• Material supplied:
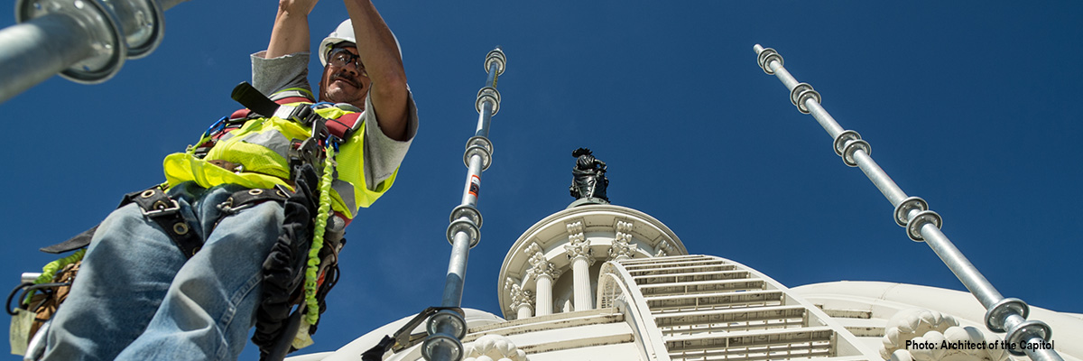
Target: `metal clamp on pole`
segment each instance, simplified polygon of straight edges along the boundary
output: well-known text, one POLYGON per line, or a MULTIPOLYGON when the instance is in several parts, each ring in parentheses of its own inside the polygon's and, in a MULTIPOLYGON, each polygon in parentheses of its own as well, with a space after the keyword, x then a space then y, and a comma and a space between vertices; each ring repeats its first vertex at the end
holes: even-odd
POLYGON ((485 56, 488 76, 485 87, 478 92, 474 106, 478 109, 478 128, 474 137, 467 141, 462 163, 467 166, 467 182, 462 190, 462 202, 452 210, 447 225, 447 242, 452 243, 452 258, 447 263, 447 279, 441 307, 445 308, 429 319, 426 330, 429 336, 421 345, 421 356, 429 361, 459 361, 465 350, 462 337, 467 335, 467 322, 462 314, 452 311, 462 305, 462 287, 466 284, 467 259, 470 248, 481 241, 481 212, 478 211, 478 196, 481 194, 481 172, 492 164, 493 143, 488 141, 488 125, 500 107, 500 93, 496 91, 496 80, 504 73, 506 59, 497 47, 485 56))
MULTIPOLYGON (((1009 345, 1047 344, 1046 340, 1052 337, 1053 330, 1042 321, 1027 321, 1029 313, 1027 304, 1017 298, 1004 298, 993 287, 992 283, 940 231, 942 223, 940 215, 929 210, 925 199, 909 197, 899 189, 899 185, 869 155, 871 152, 869 142, 862 140, 856 131, 843 130, 843 127, 820 105, 820 93, 812 90, 812 86, 798 82, 783 67, 782 55, 778 51, 771 48, 765 49, 759 44, 753 47, 753 51, 756 52, 756 62, 764 73, 774 75, 790 89, 790 101, 797 106, 797 109, 811 114, 834 139, 835 154, 841 156, 846 165, 861 168, 869 180, 895 206, 892 218, 896 223, 906 229, 906 235, 915 242, 925 242, 929 245, 970 294, 981 302, 987 310, 986 326, 990 331, 1006 332, 1005 340, 1012 343, 1009 345)), ((1018 348, 1008 350, 1017 356, 1027 354, 1031 360, 1062 360, 1052 348, 1025 347, 1023 350, 1018 348)))
POLYGON ((16 0, 0 30, 0 102, 54 74, 80 83, 108 80, 128 57, 161 43, 162 12, 186 0, 16 0))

• Requirement:
Put the material above into a numbered list, one line per item, leaving out blank lines and the pictures.

• Result below:
1. Target: `metal clamp on pole`
2. segment each instance, simplified polygon of straight edges along the boundary
3. output: well-known text, one POLYGON per line, or a MULTIPOLYGON when the instance is in several parts, each ring in parentheses of its own inside the polygon's and, in a MULTIPOLYGON, each polygon in parentheses of its own as well, with a space after the keyword, x then a space then y, and a comma and a space between vertices; each ring repeats its first vertex at the end
4. holes: even-odd
5. POLYGON ((485 56, 488 76, 485 87, 478 92, 474 106, 478 109, 478 128, 474 137, 467 141, 462 163, 467 166, 467 182, 462 190, 462 202, 452 210, 447 225, 447 242, 452 243, 452 258, 447 263, 447 279, 441 307, 445 308, 429 319, 426 330, 429 336, 421 345, 421 356, 429 361, 459 361, 465 350, 462 337, 467 335, 467 322, 462 314, 452 311, 462 305, 462 287, 466 284, 467 259, 470 248, 481 241, 481 212, 478 211, 478 196, 481 194, 481 172, 492 164, 493 143, 488 141, 488 125, 500 107, 500 93, 496 91, 496 80, 504 73, 506 59, 497 47, 485 56))
6. MULTIPOLYGON (((1009 345, 1047 344, 1046 340, 1052 337, 1053 330, 1042 321, 1027 321, 1029 313, 1027 304, 1017 298, 1004 298, 993 287, 992 283, 940 231, 942 223, 940 215, 929 210, 925 199, 909 197, 899 189, 899 185, 869 155, 871 152, 869 142, 862 140, 856 131, 843 130, 843 127, 820 105, 820 93, 812 90, 812 86, 798 82, 783 67, 782 55, 778 51, 771 48, 765 49, 759 44, 753 47, 753 51, 756 52, 756 62, 764 73, 774 75, 790 89, 790 101, 797 106, 797 109, 811 114, 834 139, 835 154, 841 156, 846 165, 861 168, 869 180, 895 206, 892 218, 896 223, 906 229, 906 235, 915 242, 925 242, 929 245, 970 294, 981 302, 987 310, 986 326, 990 331, 1006 332, 1005 340, 1012 343, 1009 345)), ((1018 348, 1008 350, 1017 356, 1027 354, 1031 360, 1062 360, 1052 348, 1025 347, 1023 350, 1018 348)))
7. POLYGON ((16 0, 0 30, 0 102, 54 74, 80 83, 108 80, 128 57, 161 43, 162 12, 186 0, 16 0))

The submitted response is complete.